[Text block Boundary: Start]

Germans See Economy Hurt by Slow Internet
Originally Appearing in The Wall Street Journal
Author: Sara Germano, August 6, 2019
The country ranks 33rd in the world by one measure of broadband connection speed; ‘too unstable, too slow’
BERLIN—Germany is looking for new ways to power its economy as the traditional growth engines of manufacturing and exports falter. But the country’s outdated internet is acting as a bottleneck.
The sorry state of the online network has become a national joke and an economic liability. Germany ranks 33rd in the world in average monthly fixed broadband connection speeds, and 47th for mobile, according to Speedtest Global Index. By comparison, the U.S. ranks 7th and 37th, respectively.
The slow speeds are hampering the digitization of swaths of industry and the delivery of products and services to consumers, causing pain for German companies such as media conglomerate Bertelsmann SE, whose portfolio includes online video producer RTL Group, music group BMG and a controlling stake in publisher Penguin Random House.

[Text block Boundary: End]
[Information shown Boundary: Start]

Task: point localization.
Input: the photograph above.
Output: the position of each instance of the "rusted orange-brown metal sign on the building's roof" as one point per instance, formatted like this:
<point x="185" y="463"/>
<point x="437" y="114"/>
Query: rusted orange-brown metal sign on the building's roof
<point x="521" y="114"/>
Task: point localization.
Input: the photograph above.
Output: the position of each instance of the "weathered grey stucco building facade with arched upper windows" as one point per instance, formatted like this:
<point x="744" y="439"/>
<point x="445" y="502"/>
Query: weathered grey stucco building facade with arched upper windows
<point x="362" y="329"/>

[Information shown Boundary: End]
[Information shown Boundary: Start]

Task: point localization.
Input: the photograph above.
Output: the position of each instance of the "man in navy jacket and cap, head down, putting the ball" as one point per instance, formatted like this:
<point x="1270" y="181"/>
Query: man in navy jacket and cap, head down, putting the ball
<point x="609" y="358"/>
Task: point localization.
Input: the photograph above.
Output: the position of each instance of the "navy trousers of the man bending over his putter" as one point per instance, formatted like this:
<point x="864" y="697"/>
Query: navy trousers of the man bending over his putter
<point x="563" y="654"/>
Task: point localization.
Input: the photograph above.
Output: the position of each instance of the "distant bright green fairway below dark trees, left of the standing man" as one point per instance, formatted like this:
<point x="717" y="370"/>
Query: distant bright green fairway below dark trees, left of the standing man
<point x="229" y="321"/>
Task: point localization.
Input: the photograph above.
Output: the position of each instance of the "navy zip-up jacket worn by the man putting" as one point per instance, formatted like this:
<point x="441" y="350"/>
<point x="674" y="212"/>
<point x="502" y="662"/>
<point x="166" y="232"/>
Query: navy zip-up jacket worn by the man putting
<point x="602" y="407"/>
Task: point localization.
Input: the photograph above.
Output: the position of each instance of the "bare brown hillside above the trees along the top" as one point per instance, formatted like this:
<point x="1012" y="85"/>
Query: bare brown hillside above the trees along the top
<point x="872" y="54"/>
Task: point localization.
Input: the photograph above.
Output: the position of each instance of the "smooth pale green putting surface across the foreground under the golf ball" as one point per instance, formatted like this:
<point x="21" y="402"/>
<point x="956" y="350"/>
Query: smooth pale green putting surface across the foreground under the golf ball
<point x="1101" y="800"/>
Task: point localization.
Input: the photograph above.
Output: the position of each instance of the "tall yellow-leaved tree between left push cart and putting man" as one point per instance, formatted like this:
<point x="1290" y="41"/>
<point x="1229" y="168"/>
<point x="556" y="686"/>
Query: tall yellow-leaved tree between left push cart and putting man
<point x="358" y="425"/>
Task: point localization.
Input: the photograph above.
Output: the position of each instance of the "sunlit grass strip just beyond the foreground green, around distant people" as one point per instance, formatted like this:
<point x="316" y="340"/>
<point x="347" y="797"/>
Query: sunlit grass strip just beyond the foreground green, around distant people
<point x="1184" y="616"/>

[Information shown Boundary: End]
[Information shown Boundary: Start]

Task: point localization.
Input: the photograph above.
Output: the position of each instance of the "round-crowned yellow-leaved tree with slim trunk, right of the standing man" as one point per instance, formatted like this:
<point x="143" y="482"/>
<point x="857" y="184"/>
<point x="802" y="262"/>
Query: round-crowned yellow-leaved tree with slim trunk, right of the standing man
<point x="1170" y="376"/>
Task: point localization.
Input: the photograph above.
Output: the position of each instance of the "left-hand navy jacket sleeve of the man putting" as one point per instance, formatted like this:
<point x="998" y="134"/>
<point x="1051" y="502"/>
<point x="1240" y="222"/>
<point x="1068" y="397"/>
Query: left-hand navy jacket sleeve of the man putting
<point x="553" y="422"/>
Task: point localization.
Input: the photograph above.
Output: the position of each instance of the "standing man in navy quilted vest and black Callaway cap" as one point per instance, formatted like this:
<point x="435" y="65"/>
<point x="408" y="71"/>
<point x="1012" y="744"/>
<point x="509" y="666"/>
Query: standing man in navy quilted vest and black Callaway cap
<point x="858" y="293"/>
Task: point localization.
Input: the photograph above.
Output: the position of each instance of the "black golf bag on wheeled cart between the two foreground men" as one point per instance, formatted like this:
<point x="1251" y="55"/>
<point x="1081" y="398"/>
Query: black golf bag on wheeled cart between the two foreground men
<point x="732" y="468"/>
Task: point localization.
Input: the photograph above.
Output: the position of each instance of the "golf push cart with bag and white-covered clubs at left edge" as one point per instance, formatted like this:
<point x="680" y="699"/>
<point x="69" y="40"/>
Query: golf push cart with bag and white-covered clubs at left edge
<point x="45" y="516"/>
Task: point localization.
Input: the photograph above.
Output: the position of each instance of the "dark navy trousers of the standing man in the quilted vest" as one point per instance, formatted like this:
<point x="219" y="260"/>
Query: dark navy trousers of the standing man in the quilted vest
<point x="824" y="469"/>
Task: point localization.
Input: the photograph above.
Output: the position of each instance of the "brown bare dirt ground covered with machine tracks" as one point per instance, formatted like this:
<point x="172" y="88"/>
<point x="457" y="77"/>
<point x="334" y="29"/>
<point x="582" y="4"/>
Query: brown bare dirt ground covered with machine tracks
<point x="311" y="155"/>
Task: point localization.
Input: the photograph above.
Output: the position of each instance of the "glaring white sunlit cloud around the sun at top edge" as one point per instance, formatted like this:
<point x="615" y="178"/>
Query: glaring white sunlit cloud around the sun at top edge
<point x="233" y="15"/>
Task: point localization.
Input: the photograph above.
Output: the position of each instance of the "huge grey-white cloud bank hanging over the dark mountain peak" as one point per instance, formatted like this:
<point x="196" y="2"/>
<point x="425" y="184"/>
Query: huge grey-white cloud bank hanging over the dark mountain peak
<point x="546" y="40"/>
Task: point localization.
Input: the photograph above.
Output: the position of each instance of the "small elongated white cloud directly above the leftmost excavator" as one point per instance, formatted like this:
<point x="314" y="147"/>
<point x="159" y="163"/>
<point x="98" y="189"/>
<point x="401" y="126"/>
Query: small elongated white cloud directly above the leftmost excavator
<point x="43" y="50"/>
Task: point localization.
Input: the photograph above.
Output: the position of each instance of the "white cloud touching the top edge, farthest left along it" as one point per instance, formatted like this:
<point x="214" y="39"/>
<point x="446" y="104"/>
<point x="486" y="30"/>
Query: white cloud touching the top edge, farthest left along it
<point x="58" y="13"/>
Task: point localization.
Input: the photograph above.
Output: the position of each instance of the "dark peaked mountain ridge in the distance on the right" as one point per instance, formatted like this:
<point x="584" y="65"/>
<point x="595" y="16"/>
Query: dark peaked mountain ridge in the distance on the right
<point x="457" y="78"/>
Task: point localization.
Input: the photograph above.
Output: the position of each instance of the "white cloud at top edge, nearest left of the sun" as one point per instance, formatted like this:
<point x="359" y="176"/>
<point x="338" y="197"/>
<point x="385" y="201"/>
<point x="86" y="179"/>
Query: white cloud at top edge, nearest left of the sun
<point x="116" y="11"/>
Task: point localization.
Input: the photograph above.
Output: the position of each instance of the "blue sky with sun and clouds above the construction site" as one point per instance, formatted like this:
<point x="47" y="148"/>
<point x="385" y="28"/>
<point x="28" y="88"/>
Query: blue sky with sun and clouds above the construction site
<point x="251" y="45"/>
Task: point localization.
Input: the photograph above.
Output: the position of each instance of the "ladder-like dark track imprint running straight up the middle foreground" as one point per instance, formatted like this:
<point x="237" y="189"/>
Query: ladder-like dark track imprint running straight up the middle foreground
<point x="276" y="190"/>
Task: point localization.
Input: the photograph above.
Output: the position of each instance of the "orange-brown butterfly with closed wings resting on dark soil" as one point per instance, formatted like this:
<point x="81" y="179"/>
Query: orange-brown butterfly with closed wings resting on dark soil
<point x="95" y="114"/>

[Information shown Boundary: End]

Work instruction 1
Please write out the part of the article on Germany's slow internet between "The slow speeds" and "Penguin Random House.", inclusive.
Work instruction 2
Answer these questions from the article on Germany's slow internet:
(a) Where does Germany rank for mobile connection speeds?
(b) Where does the U.S. rank for average monthly fixed broadband speeds?
(c) In which publisher does Bertelsmann hold a controlling stake?
Work instruction 3
Carry on the article about Germany's slow internet from its final sentence.
The records have nothing to do with the article on Germany's slow internet.

Task result 1
The slow speeds are hampering the digitization of swaths of industry and the delivery of products and services to consumers, causing pain for German companies such as media conglomerate Bertelsmann SE, whose portfolio includes online video producer RTL Group, music group BMG and a controlling stake in publisher Penguin Random House.

Task result 2
(a) 47th
(b) 7th
(c) Penguin Random House

Task result 3
“Our business is about content and reach, and monetizing the reach,” said Chief Executive Thomas Rabe. “And if the reach is reduced by the lack of technical infrastructure, that is, of course, a problem.”
In Germany, for example, gigabyte connections—which handle more than 1,000 megabits per second—are rare. As a result, streaming ultra-high-definition video can be hit-or-miss outside big cities, with the images sometimes appearing choppy.
Germany’s internet infrastructure is outdated, forcing consumers to deal with download speeds that are far slower than in many other wealthy nations.
Broadband connections that are typically on average half as fast as in the U.S. can also turn a multiplayer video game into an unresponsive ordeal and limit software companies’ ability to offer cloud computing services, especially remote hosting of applications, where lag can be a significant issue.
Germany largely missed the upgrade to fiber broadband that neighboring countries deployed a decade ago, which is making a swift rollout of next-generation 5G mobile internet especially urgent, according to business leaders, economists and politicians.
Chancellor Angela Merkel said last month that the government is committed to improving digital infrastructure over the next decade. “It will be a long time, but we have devoted ourselves to this question,” she said.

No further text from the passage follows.